◆ **TEKS BACAAN**
┏━━

Selasa, 13 Desember 2011

Elegi Pemberontakan Para Formal

Oleh Marsigit

Formal Dewasa Mandireng:
Blaaaaghh..dlalah...marah besar aku terhadap perilaku Normatif Dewasa Pertikel. Sudah keterlaluan uraiannya. Sudah tidak mau memenuhi kemauanku, masih ceramah ngalor-ngidul lagi. Wah saya harus bertindak. Aku akan menghimpun kekuatan untuk menghadapi kesewenang-wenangan Normatif Setengah Baya.

Formal Dewasa Mandireng Paralel:
Aku..aku setuju dengan apa yang engkau pikir Wahai Formal Dewasa Mandireng. Aku juga merasakan apa yang engkau rasakan. Maka aku mendukung rencana-rencanamu.

Formal Dewasa Parlogos:
Kalau aku ingin bersikap realistis. Kita ini kan sudah komitmen dan berjanji kepada diri kita masing-masing. Dan juga sudah teken kontrak. Bahwasanya kita bersedia bergaul dengan Normatif Setengah Baya. Maka kita ikuti saja skemanya dengan ikhlas, maka mudah-mudahan kita akan bisa mengambil manfaatnya dari semua kegiatan-kegiatan ini.

Formal Dewasa Parlogos Paralel:
Wahai Formal Dewasa Mandireng dan Formal Dewasa Mandireng Paralel, aku menolak keinginanmu. Selama ini aku selalu mengikuti gerak-gerikmu. Aku sangat tidak mengerti dengan sikapmu. Mengapa engkau mempunyai hati sekeras batu, mengapa engkau menutupi diri dari pengetahunmu, mengapa engkau cenderung berbuat anarkhis. Ingatlah bahwa disini yang berkepentingan bukan hanya dirimu saja, tetapi aku juga berkepentingan. Ketahuilah bahwa aku mempunyai program-program jangka panjang. Jika engkau terus-teruskan sikapmu yang demikian itu maka aku khawatir, aku juga akan terkena dampaknya. Maka dengan ini aku proklamirkan bahwa aku menentang semua rencana-rencanamu.

Formal Anak-anak Mandireng:
Aku protes terhadap perilaku Normatif Remaja Pertikel. Aku sudah setengah mati mempelajari dan mengikuti ternyata harapannya tidak sesuai dengan rencanaku. Eee..malah permintaannya bermacam-macam. Saya tidak suka dengan segala perilaku Normatif.

Formal Dewasa Mandireng:
Wahai para Formal Mandireng..marilah kita bersatu untuk menghadapi para Normatif Pertikel. Tetapi ketahuilah bahwa perjuangan kita sangat berat. Ketahuilah bahwa kita harus bisa berjuang kalau perlu melakukan pemberontakan bagaimana agar para Formal itu bisa menjadi Normatif, dan sebaliknya bagaimana agar para Normatif kita tangkap dan kita penjarakan sehingga mereka itu kita jadikan saja sebagai Formal atau kalau perlu sebagai Material. Untuk mewujudkan rencanaku itu, siapakah diantara kamu semua yang mempunyai ide atau gagasan?

┗━━

Entri garis batas wilayah
┏━━

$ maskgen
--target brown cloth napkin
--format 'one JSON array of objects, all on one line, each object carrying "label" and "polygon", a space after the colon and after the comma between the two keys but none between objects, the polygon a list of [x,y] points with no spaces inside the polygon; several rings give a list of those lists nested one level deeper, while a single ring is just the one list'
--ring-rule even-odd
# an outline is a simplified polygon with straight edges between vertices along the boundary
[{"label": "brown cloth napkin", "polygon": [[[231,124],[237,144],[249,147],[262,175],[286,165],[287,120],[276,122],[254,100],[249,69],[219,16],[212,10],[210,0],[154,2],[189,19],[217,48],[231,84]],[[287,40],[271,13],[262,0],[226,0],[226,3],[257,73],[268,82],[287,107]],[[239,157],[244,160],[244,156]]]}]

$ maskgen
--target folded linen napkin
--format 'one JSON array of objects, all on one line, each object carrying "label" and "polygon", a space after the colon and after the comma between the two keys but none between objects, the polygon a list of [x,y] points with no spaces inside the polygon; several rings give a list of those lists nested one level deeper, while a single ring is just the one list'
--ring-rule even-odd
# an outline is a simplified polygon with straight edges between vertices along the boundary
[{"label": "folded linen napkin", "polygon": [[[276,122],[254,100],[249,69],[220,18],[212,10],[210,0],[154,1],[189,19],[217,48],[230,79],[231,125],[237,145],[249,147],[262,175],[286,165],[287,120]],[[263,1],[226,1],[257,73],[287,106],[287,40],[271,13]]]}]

┗━━

◆ **PETUNJUK TUGAS**
a - Salin tanpa diubah bagian teks bacaan mulai dari "Oleh Marsigit" sampai dengan "kesewenang-wenangan Normatif Setengah Baya.".
b - Apakah setiap pernyataan berikut sesuai dengan teks bacaan? Jawab ya atau tidak, lalu kutip kata-kata dari teks yang menentukan jawabannya. (i) Formal Dewasa Mandireng Paralel mendukung rencana Formal Dewasa Mandireng. (ii) Formal Dewasa Parlogos Paralel menyetujui rencana Formal Dewasa Mandireng. (iii) Menurut Formal Dewasa Parlogos, mereka sudah teken kontrak.

◆ **JAWABAN TIAP TUGAS**
a -
Oleh Marsigit

Formal Dewasa Mandireng:
Blaaaaghh..dlalah...marah besar aku terhadap perilaku Normatif Dewasa Pertikel. Sudah keterlaluan uraiannya. Sudah tidak mau memenuhi kemauanku, masih ceramah ngalor-ngidul lagi. Wah saya harus bertindak. Aku akan menghimpun kekuatan untuk menghadapi kesewenang-wenangan Normatif Setengah Baya.

b -
(i) Ya: "Maka aku mendukung rencana-rencanamu."
(ii) Tidak: "Maka dengan ini aku proklamirkan bahwa aku menentang semua rencana-rencanamu."
(iii) Ya: "Dan juga sudah teken kontrak."